# [Task details]
Which lines below contain the word "window"? Copy each of them.

[Items listed in a dataset]
-------------------------

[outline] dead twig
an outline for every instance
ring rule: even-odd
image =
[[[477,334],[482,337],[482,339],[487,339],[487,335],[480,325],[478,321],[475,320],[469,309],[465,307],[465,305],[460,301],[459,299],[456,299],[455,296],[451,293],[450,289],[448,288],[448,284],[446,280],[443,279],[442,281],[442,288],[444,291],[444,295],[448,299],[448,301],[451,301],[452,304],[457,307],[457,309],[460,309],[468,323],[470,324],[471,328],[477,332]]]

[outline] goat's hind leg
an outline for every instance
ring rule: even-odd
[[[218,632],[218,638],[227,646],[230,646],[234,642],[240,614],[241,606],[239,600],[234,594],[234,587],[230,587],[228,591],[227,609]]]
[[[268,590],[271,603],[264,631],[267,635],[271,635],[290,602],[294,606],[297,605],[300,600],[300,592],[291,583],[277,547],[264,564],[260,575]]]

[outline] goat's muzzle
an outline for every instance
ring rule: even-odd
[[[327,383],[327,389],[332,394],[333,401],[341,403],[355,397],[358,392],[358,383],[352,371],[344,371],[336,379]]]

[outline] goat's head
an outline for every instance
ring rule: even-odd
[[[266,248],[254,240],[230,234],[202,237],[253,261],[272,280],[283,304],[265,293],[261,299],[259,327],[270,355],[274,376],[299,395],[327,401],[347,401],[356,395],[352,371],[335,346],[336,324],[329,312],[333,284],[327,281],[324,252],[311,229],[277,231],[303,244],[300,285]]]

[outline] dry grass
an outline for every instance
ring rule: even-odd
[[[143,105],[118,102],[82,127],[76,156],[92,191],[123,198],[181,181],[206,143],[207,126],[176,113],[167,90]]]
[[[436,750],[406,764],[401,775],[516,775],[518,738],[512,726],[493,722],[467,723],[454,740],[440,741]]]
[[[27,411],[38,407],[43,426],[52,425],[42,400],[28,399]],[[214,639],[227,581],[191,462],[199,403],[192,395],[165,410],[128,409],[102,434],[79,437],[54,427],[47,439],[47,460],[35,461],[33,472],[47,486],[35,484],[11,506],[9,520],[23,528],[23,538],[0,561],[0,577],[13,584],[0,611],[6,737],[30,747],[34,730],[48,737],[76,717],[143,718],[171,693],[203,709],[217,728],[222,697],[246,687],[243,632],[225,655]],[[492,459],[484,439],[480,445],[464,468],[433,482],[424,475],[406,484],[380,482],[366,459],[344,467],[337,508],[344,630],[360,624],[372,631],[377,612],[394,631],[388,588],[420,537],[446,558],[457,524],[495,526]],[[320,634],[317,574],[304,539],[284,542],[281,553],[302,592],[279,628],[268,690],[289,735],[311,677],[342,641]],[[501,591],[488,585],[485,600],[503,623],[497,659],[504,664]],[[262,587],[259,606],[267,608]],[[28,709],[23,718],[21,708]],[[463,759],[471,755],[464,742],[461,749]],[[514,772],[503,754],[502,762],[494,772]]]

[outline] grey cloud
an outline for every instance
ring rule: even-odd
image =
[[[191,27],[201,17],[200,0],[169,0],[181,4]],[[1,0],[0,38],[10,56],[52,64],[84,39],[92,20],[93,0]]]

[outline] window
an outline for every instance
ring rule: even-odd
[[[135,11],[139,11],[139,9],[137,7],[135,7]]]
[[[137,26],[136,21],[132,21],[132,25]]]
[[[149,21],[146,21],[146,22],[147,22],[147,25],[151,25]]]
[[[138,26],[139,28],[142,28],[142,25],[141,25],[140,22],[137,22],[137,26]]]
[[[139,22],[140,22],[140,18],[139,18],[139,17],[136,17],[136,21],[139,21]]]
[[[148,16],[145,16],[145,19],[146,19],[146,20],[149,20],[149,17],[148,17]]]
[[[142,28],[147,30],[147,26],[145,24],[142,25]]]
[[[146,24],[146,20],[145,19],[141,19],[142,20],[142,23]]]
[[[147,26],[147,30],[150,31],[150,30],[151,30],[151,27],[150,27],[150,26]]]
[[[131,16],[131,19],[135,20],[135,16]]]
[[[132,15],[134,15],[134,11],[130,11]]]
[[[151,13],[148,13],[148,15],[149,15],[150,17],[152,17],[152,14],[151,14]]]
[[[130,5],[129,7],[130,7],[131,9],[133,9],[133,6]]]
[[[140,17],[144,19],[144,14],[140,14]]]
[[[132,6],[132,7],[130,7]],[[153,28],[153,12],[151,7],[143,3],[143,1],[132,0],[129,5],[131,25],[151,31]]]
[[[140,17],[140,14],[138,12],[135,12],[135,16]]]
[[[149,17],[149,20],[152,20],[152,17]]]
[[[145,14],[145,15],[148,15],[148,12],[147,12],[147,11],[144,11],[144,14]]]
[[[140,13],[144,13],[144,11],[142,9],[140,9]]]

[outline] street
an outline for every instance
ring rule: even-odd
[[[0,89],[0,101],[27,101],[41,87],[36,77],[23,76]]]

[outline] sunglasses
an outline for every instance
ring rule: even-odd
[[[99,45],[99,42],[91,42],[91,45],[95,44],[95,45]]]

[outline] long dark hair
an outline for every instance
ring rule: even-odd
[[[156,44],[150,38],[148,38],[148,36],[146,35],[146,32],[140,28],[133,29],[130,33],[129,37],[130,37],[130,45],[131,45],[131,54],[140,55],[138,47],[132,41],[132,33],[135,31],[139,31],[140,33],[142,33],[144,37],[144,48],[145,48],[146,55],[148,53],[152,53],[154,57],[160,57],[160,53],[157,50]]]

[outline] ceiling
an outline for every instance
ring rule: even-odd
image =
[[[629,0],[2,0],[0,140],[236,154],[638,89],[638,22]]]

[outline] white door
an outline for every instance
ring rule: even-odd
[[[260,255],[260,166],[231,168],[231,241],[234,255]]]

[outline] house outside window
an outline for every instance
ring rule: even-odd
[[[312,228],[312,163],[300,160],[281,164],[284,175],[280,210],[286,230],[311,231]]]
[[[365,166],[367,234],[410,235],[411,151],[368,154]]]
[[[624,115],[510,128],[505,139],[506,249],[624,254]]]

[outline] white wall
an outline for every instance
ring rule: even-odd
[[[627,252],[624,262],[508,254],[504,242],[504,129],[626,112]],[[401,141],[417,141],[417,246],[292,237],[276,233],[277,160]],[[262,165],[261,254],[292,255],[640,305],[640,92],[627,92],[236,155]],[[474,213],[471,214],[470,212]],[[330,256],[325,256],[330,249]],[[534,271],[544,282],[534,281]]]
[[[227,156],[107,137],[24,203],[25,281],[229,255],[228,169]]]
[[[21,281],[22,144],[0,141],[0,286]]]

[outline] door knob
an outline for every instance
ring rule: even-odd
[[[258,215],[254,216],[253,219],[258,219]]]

-------------------------

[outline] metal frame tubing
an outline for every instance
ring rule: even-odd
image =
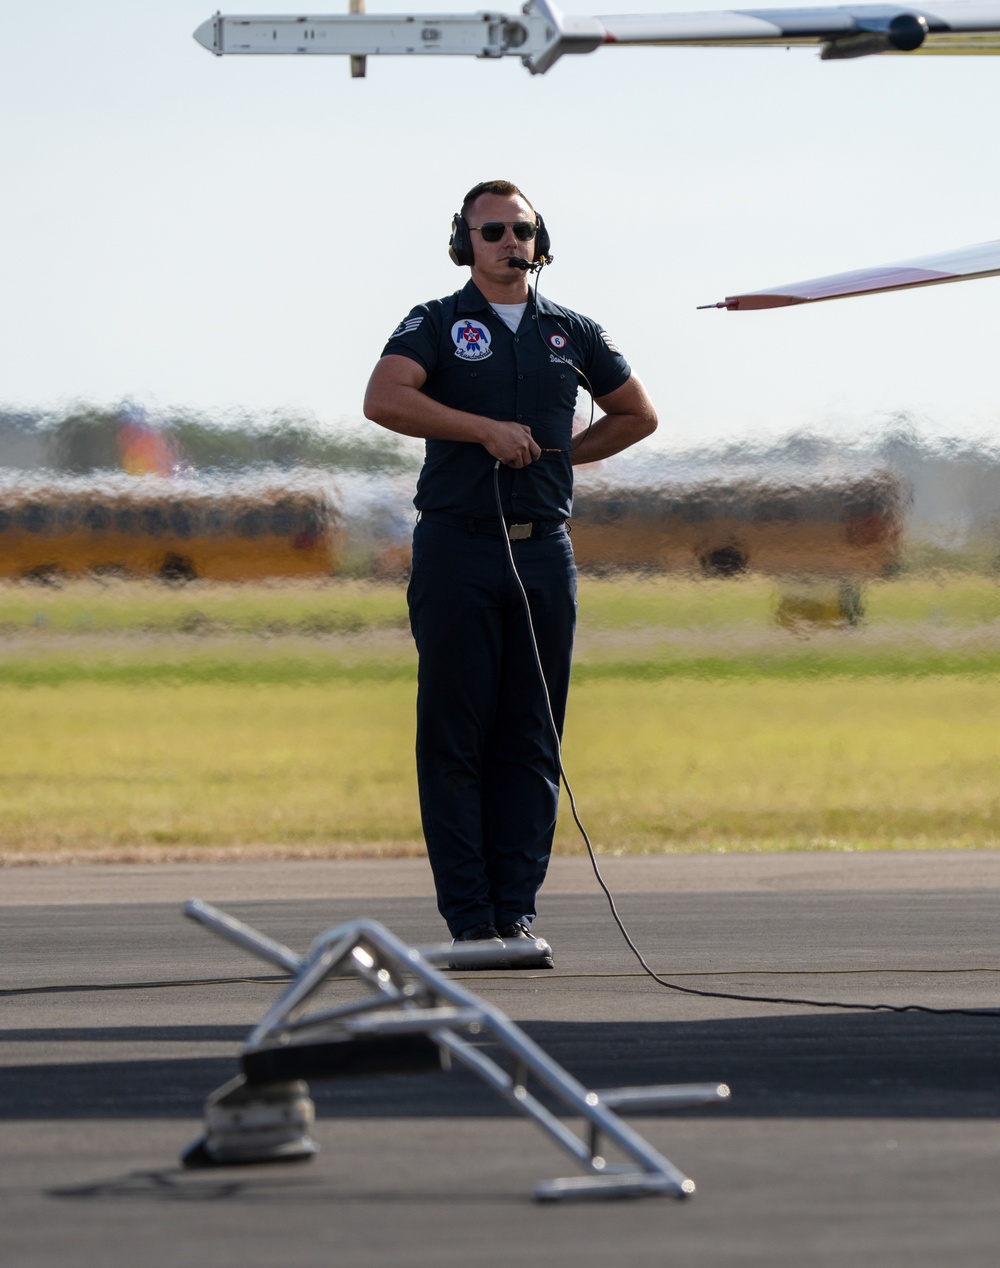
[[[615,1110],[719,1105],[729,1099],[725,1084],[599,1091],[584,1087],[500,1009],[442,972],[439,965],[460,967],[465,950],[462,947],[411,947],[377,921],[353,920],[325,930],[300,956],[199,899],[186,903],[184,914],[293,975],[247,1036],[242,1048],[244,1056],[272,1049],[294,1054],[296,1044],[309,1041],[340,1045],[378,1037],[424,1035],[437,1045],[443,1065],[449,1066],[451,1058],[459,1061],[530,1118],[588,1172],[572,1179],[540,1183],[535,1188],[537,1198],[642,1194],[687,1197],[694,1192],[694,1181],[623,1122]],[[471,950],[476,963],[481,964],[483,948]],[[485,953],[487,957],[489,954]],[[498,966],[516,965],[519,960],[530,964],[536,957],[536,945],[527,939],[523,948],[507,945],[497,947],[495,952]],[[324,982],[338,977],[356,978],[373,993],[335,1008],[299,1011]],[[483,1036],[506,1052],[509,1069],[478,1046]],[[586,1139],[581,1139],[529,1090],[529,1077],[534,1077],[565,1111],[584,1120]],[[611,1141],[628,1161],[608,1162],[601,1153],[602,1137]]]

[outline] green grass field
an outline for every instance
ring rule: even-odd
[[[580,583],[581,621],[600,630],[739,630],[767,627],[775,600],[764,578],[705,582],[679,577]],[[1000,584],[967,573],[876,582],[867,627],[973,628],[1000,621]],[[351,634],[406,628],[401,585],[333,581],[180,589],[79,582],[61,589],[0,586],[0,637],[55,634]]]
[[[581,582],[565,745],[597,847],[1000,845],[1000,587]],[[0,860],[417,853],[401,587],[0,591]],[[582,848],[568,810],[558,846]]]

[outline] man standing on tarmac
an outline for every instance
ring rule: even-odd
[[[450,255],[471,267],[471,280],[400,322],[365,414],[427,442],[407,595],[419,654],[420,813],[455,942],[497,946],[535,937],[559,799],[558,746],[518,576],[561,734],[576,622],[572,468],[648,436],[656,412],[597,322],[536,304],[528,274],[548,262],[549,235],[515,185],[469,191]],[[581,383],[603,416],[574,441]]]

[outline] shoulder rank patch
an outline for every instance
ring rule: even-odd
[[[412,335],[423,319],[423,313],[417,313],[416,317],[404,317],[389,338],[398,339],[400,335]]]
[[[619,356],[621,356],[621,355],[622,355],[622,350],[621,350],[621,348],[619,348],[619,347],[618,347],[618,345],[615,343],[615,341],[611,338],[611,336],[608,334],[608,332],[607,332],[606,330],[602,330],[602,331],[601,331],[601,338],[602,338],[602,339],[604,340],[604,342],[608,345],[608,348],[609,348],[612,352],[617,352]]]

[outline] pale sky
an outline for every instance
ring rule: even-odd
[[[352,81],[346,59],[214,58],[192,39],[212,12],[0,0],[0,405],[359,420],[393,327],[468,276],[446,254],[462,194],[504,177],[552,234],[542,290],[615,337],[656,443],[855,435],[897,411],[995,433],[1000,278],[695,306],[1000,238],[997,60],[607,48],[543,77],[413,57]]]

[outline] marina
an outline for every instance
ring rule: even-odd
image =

-------------------------

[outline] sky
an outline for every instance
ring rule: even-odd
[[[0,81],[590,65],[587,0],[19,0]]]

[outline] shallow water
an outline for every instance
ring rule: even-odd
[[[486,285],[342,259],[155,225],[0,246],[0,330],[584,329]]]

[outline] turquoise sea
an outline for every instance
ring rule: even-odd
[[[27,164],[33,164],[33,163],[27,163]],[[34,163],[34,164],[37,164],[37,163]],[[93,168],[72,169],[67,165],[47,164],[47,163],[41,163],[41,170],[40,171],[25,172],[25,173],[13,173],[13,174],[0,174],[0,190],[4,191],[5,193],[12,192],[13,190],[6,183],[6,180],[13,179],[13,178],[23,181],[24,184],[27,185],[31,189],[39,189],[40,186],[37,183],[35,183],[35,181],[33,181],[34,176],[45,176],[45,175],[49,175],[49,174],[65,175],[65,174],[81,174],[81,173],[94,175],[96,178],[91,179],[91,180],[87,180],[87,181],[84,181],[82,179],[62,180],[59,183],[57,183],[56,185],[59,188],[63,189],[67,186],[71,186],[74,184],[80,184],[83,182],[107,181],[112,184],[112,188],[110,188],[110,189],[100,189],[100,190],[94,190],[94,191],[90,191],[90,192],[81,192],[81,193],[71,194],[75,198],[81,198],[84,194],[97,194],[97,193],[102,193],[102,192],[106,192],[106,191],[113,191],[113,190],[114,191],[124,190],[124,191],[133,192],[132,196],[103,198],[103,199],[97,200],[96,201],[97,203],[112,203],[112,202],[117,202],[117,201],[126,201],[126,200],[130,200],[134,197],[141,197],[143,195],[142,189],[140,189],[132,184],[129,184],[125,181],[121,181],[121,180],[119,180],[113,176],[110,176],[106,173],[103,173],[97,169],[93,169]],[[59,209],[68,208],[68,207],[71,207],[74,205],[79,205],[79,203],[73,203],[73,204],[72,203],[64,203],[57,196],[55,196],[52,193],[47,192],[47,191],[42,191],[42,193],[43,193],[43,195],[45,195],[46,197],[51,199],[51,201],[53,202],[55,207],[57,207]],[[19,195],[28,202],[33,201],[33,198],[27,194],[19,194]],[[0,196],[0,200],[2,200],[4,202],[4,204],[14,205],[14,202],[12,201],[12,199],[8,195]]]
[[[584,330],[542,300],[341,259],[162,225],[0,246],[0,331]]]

-------------------------

# [Worked solution]
[outline] window
[outline] house outside window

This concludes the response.